## GIVEN DATA
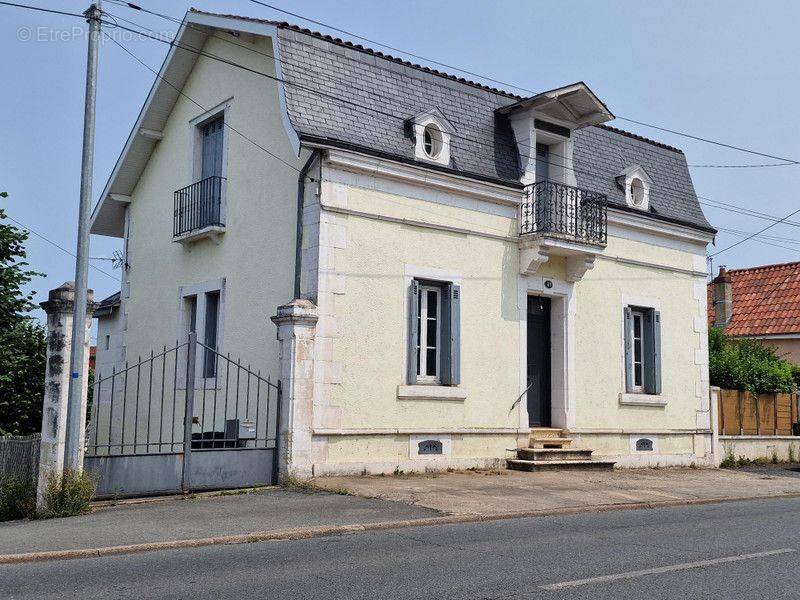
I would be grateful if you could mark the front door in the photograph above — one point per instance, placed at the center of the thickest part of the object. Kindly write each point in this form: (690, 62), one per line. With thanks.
(538, 361)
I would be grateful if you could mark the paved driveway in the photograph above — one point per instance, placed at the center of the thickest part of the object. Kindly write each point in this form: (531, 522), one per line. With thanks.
(493, 492)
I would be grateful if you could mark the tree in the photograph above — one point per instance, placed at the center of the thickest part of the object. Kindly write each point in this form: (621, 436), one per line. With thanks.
(746, 364)
(22, 339)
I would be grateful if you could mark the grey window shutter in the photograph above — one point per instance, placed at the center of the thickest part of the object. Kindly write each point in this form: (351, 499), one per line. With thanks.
(627, 317)
(652, 352)
(413, 317)
(656, 337)
(451, 336)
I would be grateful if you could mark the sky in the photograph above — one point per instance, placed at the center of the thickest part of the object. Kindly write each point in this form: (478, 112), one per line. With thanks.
(721, 70)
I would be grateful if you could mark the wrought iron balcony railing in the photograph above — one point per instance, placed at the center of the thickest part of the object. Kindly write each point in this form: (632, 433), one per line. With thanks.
(563, 210)
(198, 206)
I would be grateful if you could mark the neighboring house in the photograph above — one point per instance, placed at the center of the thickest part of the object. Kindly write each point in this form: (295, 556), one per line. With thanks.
(759, 302)
(481, 263)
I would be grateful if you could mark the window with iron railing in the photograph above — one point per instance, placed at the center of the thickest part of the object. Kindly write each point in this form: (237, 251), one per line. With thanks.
(564, 210)
(198, 206)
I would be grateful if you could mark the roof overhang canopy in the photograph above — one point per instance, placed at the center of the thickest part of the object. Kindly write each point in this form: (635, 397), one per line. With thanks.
(574, 103)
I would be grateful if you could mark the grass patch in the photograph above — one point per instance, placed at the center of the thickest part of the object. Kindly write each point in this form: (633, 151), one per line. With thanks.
(67, 494)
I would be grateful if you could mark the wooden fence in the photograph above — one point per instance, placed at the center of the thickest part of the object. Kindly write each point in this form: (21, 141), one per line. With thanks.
(743, 413)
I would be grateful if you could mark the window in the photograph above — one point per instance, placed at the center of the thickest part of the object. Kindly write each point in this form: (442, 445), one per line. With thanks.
(211, 158)
(210, 334)
(636, 341)
(542, 162)
(431, 132)
(202, 313)
(642, 350)
(434, 333)
(636, 184)
(637, 191)
(432, 140)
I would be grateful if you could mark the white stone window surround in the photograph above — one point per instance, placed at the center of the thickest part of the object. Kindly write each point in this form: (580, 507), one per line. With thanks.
(425, 344)
(636, 184)
(562, 347)
(637, 398)
(196, 147)
(426, 390)
(441, 131)
(199, 291)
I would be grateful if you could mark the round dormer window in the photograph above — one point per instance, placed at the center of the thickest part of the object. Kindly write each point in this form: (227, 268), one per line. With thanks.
(637, 192)
(432, 140)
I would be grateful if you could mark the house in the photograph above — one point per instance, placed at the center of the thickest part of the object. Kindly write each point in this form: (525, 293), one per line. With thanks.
(478, 263)
(759, 302)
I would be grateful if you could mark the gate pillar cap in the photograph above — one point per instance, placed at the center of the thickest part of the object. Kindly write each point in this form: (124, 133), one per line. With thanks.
(299, 311)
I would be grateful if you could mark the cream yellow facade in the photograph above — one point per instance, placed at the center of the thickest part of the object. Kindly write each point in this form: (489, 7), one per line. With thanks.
(370, 227)
(388, 232)
(254, 258)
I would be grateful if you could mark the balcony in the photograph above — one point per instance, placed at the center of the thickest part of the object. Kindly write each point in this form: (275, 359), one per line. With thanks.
(561, 220)
(199, 210)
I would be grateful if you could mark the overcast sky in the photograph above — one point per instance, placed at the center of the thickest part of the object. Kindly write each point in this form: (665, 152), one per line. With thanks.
(724, 70)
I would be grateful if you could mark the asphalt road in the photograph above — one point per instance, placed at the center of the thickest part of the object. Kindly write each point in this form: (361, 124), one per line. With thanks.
(735, 550)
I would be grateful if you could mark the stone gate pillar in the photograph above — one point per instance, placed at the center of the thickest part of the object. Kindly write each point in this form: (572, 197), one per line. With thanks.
(59, 307)
(296, 323)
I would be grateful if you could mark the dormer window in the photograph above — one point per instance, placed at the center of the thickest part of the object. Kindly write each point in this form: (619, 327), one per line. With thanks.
(637, 191)
(636, 183)
(431, 132)
(432, 141)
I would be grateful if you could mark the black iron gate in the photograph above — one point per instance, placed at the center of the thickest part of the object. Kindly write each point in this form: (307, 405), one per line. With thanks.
(186, 418)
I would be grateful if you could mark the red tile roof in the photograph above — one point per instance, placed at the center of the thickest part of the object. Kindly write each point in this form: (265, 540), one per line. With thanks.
(766, 300)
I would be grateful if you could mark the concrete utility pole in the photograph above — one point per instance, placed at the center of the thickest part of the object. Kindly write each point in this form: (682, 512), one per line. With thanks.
(73, 452)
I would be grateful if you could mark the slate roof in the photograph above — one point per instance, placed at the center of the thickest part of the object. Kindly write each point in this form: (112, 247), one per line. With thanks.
(766, 300)
(344, 94)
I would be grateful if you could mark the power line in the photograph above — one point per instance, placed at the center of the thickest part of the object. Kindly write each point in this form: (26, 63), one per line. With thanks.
(752, 235)
(367, 91)
(40, 9)
(152, 35)
(52, 243)
(709, 141)
(672, 131)
(193, 101)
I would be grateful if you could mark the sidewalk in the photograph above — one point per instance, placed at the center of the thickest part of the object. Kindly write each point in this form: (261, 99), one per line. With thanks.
(389, 502)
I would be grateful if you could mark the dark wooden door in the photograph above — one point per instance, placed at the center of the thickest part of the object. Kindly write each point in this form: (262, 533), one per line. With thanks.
(539, 361)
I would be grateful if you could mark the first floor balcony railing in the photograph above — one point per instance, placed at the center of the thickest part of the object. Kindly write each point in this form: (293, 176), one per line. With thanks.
(564, 211)
(199, 206)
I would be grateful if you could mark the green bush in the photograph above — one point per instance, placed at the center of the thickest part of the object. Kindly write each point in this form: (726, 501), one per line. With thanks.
(67, 495)
(17, 499)
(747, 364)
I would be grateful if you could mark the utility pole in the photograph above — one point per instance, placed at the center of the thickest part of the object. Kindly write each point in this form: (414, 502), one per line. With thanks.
(72, 453)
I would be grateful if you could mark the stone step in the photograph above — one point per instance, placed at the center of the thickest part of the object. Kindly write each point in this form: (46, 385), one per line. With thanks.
(537, 442)
(541, 432)
(560, 465)
(554, 454)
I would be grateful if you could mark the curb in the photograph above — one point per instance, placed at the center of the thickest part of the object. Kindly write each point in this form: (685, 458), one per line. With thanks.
(334, 530)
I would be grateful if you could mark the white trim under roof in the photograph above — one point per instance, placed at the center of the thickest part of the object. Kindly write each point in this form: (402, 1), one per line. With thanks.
(108, 214)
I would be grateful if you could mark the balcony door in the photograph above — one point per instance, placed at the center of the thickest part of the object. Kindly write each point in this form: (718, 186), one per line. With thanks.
(539, 402)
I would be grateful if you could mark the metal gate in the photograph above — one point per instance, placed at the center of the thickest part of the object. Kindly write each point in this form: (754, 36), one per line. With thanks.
(187, 418)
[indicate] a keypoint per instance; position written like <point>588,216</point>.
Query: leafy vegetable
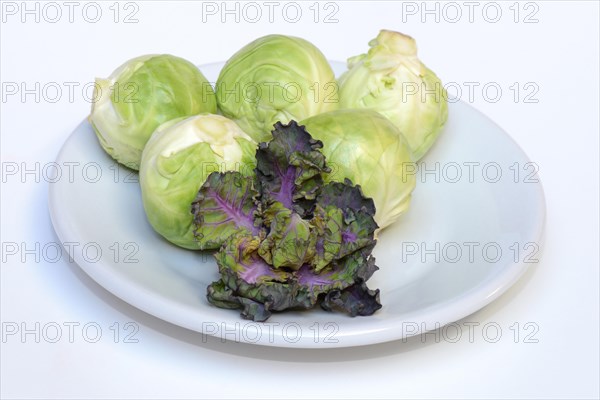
<point>365,147</point>
<point>177,159</point>
<point>142,94</point>
<point>275,78</point>
<point>392,80</point>
<point>287,241</point>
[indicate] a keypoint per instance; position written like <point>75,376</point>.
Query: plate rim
<point>440,314</point>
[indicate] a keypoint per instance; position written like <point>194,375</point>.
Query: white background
<point>558,53</point>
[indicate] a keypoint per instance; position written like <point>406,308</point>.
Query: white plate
<point>98,215</point>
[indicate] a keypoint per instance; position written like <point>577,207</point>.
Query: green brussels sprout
<point>365,147</point>
<point>176,161</point>
<point>142,94</point>
<point>391,80</point>
<point>275,78</point>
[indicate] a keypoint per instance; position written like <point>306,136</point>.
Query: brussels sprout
<point>275,78</point>
<point>365,147</point>
<point>142,94</point>
<point>176,161</point>
<point>391,79</point>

## TASK TO COMPLETE
Look through the records and gather every line containing "indicate".

## EXERCISE ANSWER
[indicate] a keypoint per instance; position written like <point>588,216</point>.
[indicate] a keypoint per instance; position written like <point>75,376</point>.
[indicate] a keypoint per instance; position written like <point>194,375</point>.
[indicate] a keypoint per instance; position written like <point>406,308</point>.
[indicate] a keypoint per instance; position written like <point>577,207</point>.
[indicate] a keypoint per instance; position written like <point>306,136</point>.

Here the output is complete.